Please gather every line in the listing below that contains the string "soccer". Case counts.

>> begin PROVIDED RECORDS

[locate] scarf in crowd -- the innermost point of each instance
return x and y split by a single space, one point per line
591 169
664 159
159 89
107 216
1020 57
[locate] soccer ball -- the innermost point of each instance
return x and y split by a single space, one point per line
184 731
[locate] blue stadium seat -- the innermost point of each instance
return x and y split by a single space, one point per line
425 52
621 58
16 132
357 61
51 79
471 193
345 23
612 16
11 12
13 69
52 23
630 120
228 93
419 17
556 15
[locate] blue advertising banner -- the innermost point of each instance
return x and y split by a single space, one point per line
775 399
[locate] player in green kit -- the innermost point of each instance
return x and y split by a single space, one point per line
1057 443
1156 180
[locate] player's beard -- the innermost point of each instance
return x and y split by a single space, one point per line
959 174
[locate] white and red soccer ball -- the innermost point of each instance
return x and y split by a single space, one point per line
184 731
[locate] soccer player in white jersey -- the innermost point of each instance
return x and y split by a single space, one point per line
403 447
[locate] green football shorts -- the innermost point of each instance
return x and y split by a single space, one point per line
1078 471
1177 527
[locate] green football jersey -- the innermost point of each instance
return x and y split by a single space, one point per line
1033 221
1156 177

>> end PROVIDED RECORDS
>> begin PROVIDED RECORDS

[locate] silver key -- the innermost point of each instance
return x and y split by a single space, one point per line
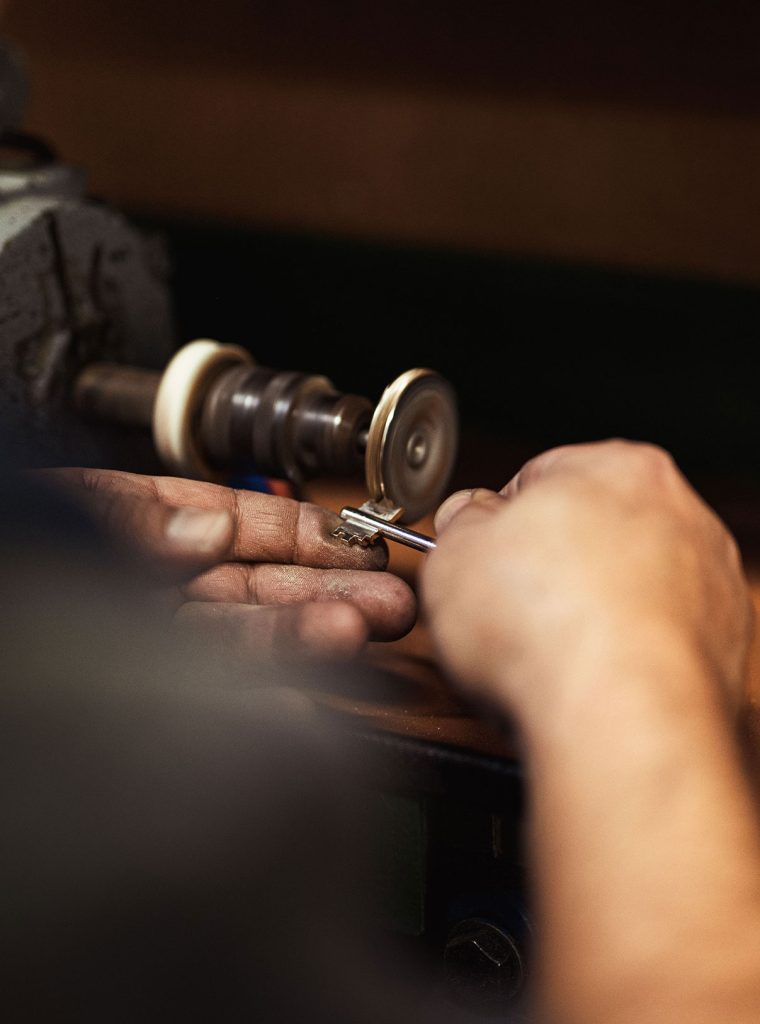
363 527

>> end PROVIDED RECORDS
>> begin PROVIDED RECORDS

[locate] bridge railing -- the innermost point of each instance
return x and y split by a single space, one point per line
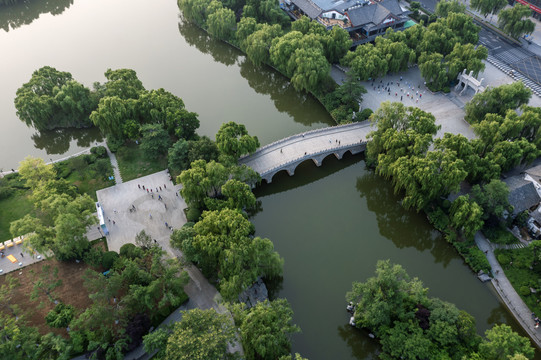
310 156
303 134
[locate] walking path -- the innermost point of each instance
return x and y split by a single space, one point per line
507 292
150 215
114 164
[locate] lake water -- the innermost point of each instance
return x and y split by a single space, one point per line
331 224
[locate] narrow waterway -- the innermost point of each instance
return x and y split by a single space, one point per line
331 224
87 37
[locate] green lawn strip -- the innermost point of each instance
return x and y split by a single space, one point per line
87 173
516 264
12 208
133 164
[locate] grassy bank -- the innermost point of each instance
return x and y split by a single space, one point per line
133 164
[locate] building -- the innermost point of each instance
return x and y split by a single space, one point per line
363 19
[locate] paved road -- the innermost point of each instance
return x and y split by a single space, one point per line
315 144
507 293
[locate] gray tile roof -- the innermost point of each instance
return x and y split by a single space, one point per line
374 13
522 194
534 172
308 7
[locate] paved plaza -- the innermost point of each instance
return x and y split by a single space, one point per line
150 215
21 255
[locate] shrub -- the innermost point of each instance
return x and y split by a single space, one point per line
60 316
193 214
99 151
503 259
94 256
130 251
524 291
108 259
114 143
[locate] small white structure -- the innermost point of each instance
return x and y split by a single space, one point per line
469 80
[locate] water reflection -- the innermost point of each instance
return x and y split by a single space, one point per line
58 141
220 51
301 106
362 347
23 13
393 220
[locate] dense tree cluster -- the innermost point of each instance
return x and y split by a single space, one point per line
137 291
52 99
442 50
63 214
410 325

>> end PROVIDED RECORDS

> [CORRECT OUTPUT]:
[locate] soccer ball -- the innermost point of each instance
[locate] white and red soccer ball -- the innermost point of each instance
[locate] soccer player in white jersey -- the innermost point of each instance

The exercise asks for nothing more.